• DOCUMENT EXCERPT:
Beautiful Losers

"Excellent"

Beautiful Losers Review


In Jean Renoir's 1936 Popular Front comedy-drama The Crime of M. Lange, an unsavory publisher takes it on the lam and leaves his staff in the lurch. Unwilling to break up their camaraderie, the staff reconstitutes itself as a cooperative, publishing a grassroots pulp western series featuring the happy-go-lucky cowboy Arizona Jim.

In Beautiful Losers, Aaron Rose and Joshua Leonard's energized documentary celebrates the do-it-yourself subculture of artists engulfed in skateboarding, graffiti, and punk who gravitated toward the Lower East Side Alleged Gallery (of which Rose was the curator) in the late '80s. Here a motley collection of geeks, oddballs, lunatics, and downtowners -- including Shepard Fairey, Margaret Kigallen, Mike Mills, Barry McGee, Jo Jackson, Chris Johanson, Harmony Korine, Stephen Powers, Geoff McFeteridge, Thomas Campbell, and Ed Templeton -- recreated the cooperative spirits of Renoir with unfettered innocence, a lack of pretentiousness, and childlike glee, slapping together their artworks like Chuck Jones characters in heat. As one artist remarks in the film, they were just a "bunch of dumb, bored kids. All you had to do was have heart." Or as Stephen Powers comments, "It's really bad. I love it!"

• LISTED ENTRIES:
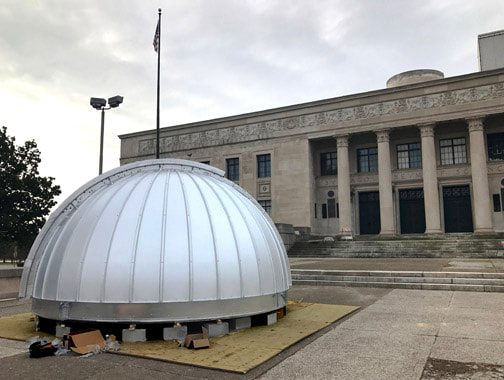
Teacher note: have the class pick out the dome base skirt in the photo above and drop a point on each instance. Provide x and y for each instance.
(158, 312)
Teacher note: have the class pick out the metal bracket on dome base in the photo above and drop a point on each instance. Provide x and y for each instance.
(159, 312)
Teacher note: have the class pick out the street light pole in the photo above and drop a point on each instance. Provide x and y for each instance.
(99, 104)
(100, 170)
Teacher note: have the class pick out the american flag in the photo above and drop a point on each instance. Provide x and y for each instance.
(156, 39)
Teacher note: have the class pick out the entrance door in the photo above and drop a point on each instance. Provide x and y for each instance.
(412, 206)
(369, 213)
(457, 209)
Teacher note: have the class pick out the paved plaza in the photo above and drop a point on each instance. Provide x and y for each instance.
(402, 334)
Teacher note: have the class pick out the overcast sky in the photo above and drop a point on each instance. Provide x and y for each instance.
(219, 58)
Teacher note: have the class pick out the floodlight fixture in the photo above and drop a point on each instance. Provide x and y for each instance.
(115, 101)
(98, 103)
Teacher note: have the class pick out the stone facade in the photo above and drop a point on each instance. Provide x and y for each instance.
(403, 128)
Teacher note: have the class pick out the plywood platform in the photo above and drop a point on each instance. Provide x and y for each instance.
(240, 351)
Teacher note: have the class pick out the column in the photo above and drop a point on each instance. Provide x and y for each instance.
(385, 184)
(345, 208)
(430, 183)
(481, 195)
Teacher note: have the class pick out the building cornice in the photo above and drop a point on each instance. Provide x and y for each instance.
(409, 103)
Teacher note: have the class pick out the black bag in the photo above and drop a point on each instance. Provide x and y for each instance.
(40, 349)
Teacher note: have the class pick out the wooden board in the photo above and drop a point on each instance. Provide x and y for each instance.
(240, 351)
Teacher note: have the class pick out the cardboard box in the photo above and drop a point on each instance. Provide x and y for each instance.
(82, 342)
(197, 340)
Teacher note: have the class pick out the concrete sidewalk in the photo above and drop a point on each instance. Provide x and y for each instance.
(409, 334)
(407, 264)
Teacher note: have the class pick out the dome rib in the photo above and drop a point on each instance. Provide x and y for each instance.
(189, 238)
(270, 254)
(163, 237)
(233, 233)
(105, 272)
(137, 235)
(259, 274)
(216, 258)
(80, 213)
(85, 250)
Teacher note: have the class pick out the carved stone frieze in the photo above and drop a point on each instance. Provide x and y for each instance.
(427, 130)
(382, 136)
(496, 167)
(475, 124)
(342, 141)
(325, 182)
(454, 171)
(407, 175)
(362, 179)
(271, 128)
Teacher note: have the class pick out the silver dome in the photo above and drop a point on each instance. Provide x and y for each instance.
(157, 240)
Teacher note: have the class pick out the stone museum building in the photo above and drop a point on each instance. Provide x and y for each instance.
(423, 155)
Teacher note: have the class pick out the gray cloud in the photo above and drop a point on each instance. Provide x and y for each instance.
(219, 58)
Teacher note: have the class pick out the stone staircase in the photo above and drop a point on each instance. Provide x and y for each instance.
(434, 246)
(460, 281)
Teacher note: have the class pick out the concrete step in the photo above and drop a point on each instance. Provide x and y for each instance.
(393, 285)
(378, 273)
(466, 281)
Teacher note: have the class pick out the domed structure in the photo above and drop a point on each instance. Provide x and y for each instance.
(154, 241)
(414, 76)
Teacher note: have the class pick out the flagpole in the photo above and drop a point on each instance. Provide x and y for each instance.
(159, 64)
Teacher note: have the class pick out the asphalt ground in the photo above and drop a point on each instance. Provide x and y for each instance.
(15, 363)
(404, 334)
(406, 264)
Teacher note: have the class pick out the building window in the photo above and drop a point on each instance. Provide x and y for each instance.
(453, 151)
(367, 160)
(495, 142)
(266, 205)
(496, 198)
(331, 208)
(409, 156)
(233, 169)
(264, 165)
(329, 163)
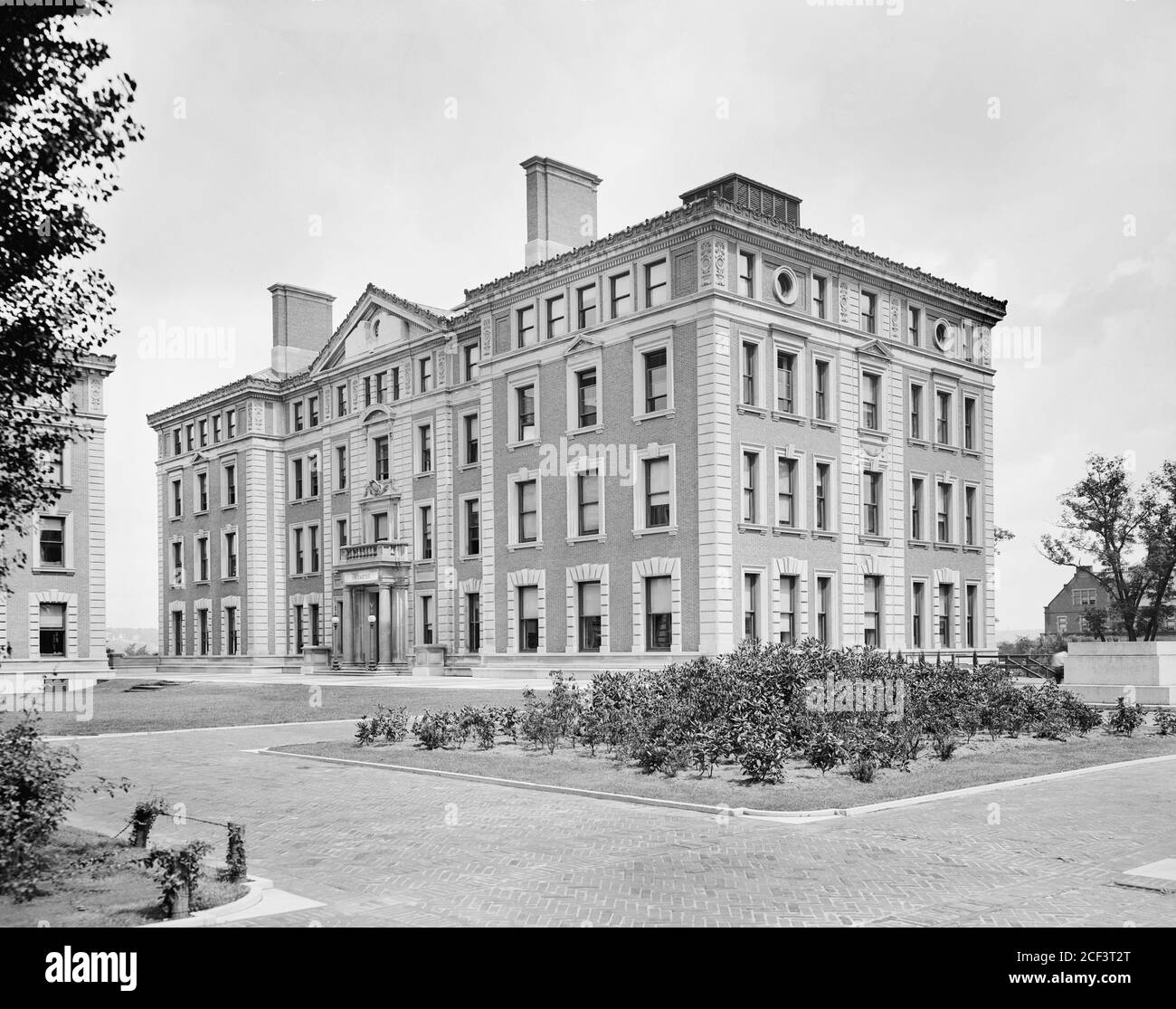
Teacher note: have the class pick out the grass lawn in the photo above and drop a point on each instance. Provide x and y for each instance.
(98, 882)
(981, 762)
(118, 708)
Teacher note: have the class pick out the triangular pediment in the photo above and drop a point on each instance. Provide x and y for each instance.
(877, 348)
(377, 321)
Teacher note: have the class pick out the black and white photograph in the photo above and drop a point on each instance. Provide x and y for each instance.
(588, 463)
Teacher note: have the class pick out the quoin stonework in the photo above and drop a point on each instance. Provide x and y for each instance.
(709, 426)
(53, 614)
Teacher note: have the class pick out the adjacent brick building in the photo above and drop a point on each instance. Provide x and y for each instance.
(712, 424)
(53, 614)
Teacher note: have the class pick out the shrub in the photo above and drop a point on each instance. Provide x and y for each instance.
(1124, 719)
(1165, 722)
(826, 750)
(34, 800)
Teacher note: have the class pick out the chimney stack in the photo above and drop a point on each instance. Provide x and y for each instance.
(302, 325)
(561, 208)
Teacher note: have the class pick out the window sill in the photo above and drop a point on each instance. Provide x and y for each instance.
(671, 530)
(792, 419)
(655, 415)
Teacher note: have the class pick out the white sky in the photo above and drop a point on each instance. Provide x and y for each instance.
(883, 122)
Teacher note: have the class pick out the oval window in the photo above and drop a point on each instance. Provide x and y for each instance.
(786, 286)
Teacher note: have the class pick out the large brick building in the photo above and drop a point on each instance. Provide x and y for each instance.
(53, 614)
(712, 424)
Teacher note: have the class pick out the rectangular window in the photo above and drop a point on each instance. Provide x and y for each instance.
(426, 533)
(528, 510)
(871, 497)
(470, 359)
(873, 609)
(917, 605)
(381, 459)
(657, 381)
(659, 614)
(747, 274)
(556, 317)
(752, 605)
(822, 609)
(822, 495)
(586, 397)
(944, 514)
(788, 609)
(947, 592)
(819, 289)
(586, 306)
(527, 332)
(473, 621)
(869, 315)
(620, 294)
(424, 440)
(657, 283)
(944, 417)
(473, 527)
(231, 637)
(470, 424)
(52, 537)
(786, 382)
(969, 616)
(870, 401)
(821, 391)
(751, 486)
(916, 509)
(786, 491)
(751, 353)
(426, 620)
(658, 491)
(589, 616)
(526, 404)
(528, 617)
(588, 502)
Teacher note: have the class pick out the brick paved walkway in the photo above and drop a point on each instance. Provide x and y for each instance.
(380, 847)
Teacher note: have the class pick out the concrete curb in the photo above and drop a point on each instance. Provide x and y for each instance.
(214, 916)
(774, 816)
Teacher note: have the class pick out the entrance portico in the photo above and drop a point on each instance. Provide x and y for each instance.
(371, 597)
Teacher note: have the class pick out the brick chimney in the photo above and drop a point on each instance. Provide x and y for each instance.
(302, 325)
(561, 208)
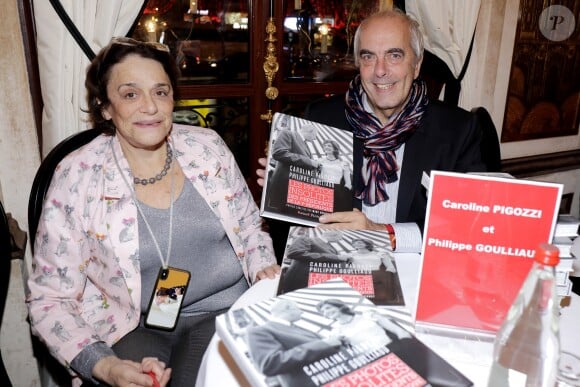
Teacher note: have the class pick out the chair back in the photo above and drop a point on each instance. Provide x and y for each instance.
(46, 171)
(490, 149)
(5, 258)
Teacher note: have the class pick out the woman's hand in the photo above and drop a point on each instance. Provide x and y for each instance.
(268, 272)
(119, 372)
(349, 220)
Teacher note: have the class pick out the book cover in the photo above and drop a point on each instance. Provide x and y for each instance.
(362, 258)
(328, 335)
(308, 171)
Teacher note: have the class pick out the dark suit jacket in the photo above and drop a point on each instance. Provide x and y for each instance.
(289, 149)
(281, 350)
(448, 139)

• WRITTEN EXERCISE:
Please revise the Beautiful Losers review, beginning at "In Jean Renoir's" and stopping after "cowboy Arizona Jim.", with "staff" changed to "crew" each time it appears.

• EXERCISE RESULT:
In Jean Renoir's 1936 Popular Front comedy-drama The Crime of M. Lange, an unsavory publisher takes it on the lam and leaves his crew in the lurch. Unwilling to break up their camaraderie, the crew reconstitutes itself as a cooperative, publishing a grassroots pulp western series featuring the happy-go-lucky cowboy Arizona Jim.